INSTRUCTIONS TO FOLLOW:
Can you return, word for word, the stretch of the listing below from the line containing "Isolate woman's left eye from this picture." through the listing's final line?

Excerpts of labeled region data
++++++++
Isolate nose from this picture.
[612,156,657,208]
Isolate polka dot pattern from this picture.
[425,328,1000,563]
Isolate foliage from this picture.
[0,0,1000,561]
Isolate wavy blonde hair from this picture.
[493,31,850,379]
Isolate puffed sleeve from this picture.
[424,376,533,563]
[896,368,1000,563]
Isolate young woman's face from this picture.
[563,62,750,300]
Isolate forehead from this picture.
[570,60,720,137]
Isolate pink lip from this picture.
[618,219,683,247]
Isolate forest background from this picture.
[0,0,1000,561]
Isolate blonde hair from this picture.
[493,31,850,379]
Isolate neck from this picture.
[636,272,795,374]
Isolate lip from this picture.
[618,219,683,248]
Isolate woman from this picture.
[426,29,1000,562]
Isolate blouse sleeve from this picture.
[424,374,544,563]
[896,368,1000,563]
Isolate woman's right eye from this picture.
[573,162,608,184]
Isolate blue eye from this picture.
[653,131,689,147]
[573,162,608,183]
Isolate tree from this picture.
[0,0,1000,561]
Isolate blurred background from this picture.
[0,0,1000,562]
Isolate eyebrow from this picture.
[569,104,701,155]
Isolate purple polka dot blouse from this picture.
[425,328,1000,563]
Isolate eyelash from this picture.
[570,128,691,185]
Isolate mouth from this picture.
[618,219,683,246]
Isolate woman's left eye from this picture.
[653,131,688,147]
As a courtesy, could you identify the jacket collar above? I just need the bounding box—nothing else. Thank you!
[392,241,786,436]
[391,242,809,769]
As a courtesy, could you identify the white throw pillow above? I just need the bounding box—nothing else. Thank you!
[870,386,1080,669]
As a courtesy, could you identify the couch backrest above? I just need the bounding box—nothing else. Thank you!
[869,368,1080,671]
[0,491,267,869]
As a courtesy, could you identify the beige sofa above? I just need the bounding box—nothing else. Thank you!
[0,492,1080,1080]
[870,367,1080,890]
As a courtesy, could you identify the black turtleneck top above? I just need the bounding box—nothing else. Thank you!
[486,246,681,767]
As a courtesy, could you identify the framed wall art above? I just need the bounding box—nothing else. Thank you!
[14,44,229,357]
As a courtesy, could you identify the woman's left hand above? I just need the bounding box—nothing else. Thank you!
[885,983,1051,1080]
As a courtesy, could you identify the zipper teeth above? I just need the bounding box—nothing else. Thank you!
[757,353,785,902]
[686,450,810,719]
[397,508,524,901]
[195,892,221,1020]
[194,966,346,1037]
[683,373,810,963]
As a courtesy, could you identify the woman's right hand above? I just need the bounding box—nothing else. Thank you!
++++++++
SOLUTION FOR THIS EXERCISE:
Isolate woman's left eye from this picture.
[653,131,688,147]
As a courtesy, could you identify the jacket collar above? I just need the bounding box—nothing else. Thank you!
[392,241,786,436]
[391,242,809,769]
As a courtesy, could you identify the white throw pillow above? I just need the bounding box—nothing else. Thank you!
[870,386,1080,669]
As a courtesy, could you identify the couch backrest above? I just need the bounding box—nothing else. Thank you!
[869,368,1080,671]
[0,491,267,869]
As a courtesy, could you identify the beige sofa above? I just need the bounding box—nothing else. Thank you!
[0,492,1080,1080]
[870,367,1080,890]
As a courtesy, could you identify the black turtleneck top above? I just need the bounding box—nothing else. Thank you!
[486,246,681,767]
As a courtesy, could you identify the framed wall art above? I just need the bounding box—nothing else. Thank you!
[14,44,229,357]
As a courtesy, could you identify the woman's left hand above? I just need the bounding box—nothing else. Thank you!
[885,983,1051,1080]
As a courtesy, could you identify the zipper teeth above? I just need the bounding box—nothing else. Thank you!
[757,353,785,902]
[686,450,810,719]
[397,508,524,901]
[195,892,221,1020]
[194,966,346,1037]
[683,373,810,963]
As a courtesy, could you identify the woman's right hand above? I just need the bounding box—nothing else. Thank you!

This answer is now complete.